--- Begin DATASET RECORDS ---

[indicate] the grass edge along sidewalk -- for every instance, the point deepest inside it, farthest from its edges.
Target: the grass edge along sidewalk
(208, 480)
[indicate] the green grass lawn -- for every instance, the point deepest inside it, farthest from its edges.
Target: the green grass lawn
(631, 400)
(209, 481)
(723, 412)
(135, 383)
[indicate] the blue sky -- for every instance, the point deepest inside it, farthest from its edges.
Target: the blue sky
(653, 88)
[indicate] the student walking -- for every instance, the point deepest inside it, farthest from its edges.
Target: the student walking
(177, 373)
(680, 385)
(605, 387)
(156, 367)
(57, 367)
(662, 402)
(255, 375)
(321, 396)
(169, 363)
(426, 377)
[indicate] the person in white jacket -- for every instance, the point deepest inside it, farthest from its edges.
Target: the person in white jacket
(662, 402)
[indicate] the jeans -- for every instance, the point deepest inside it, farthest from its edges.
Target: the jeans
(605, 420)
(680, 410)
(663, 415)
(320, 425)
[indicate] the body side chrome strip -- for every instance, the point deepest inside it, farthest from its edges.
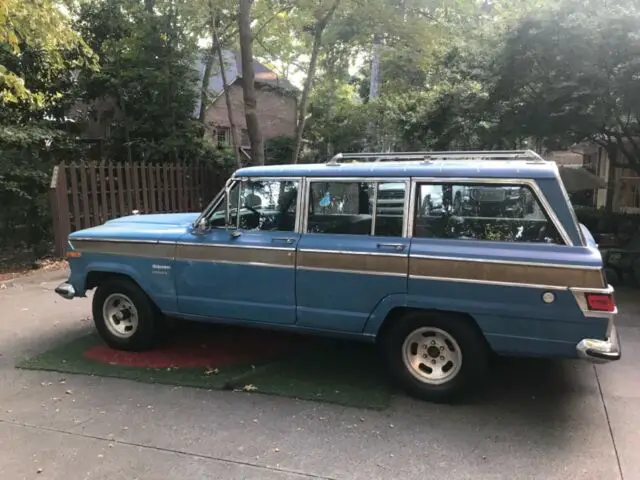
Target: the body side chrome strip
(488, 282)
(504, 262)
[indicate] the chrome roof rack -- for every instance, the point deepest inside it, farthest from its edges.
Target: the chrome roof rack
(426, 157)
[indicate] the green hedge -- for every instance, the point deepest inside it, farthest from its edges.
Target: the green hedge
(598, 221)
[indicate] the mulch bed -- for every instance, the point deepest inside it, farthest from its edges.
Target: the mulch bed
(17, 264)
(229, 358)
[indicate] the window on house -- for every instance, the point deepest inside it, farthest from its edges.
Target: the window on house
(347, 208)
(494, 212)
(223, 136)
(628, 191)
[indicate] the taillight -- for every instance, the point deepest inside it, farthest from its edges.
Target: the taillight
(601, 302)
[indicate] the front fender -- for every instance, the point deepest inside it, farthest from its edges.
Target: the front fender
(157, 284)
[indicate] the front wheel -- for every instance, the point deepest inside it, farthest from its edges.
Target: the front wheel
(124, 316)
(436, 357)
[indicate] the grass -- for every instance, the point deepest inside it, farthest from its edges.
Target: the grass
(343, 373)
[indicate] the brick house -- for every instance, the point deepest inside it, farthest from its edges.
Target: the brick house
(277, 102)
(277, 106)
(625, 196)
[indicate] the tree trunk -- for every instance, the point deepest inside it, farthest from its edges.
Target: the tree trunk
(611, 180)
(248, 83)
(235, 135)
(204, 92)
(319, 28)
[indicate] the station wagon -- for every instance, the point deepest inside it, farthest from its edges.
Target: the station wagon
(442, 258)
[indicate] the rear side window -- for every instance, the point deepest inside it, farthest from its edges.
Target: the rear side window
(356, 208)
(492, 212)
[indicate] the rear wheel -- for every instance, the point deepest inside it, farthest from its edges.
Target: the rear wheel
(436, 357)
(125, 317)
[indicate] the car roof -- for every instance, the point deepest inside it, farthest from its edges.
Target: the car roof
(438, 169)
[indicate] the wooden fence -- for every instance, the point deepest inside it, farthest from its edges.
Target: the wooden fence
(86, 195)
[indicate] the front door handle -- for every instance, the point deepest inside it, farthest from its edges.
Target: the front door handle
(286, 240)
(394, 246)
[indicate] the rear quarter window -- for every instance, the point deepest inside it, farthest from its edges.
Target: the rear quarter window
(490, 212)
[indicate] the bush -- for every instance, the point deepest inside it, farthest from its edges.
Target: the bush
(599, 221)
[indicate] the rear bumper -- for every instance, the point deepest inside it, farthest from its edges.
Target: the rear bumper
(600, 351)
(66, 290)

--- End DATASET RECORDS ---

- AIM OF THE TASK -
Please write out the data from the line with "[indicate] the car" through the end of the data, including both ends.

- OUTPUT FOR THIS EXERCISE -
[indicate] the car roof -- for every instance, the point deepest inside it, farthest from its edges.
Target: the car roof
(438, 169)
[indicate] the wooden fence -- for every instance, the point deepest inside it, farthest from its edges.
Target: the wooden fence
(86, 195)
[indicate] the front door handle -- for every instance, the point deepest inside it, farthest from its edges.
Target: the front door handle
(286, 240)
(394, 246)
[indicate] the rear quarter window -- for every instance, the point deepest inside it, farthest from its edges.
Target: the rear quarter window
(490, 212)
[indicate] the bush -- for every instance, the point deepest inside it, farthest from its edges.
Target: the bush
(599, 221)
[indicate] the rear bumper -- for every instance, the point deepest inside it, farthest from its edges.
Target: the rear bumper
(600, 351)
(66, 290)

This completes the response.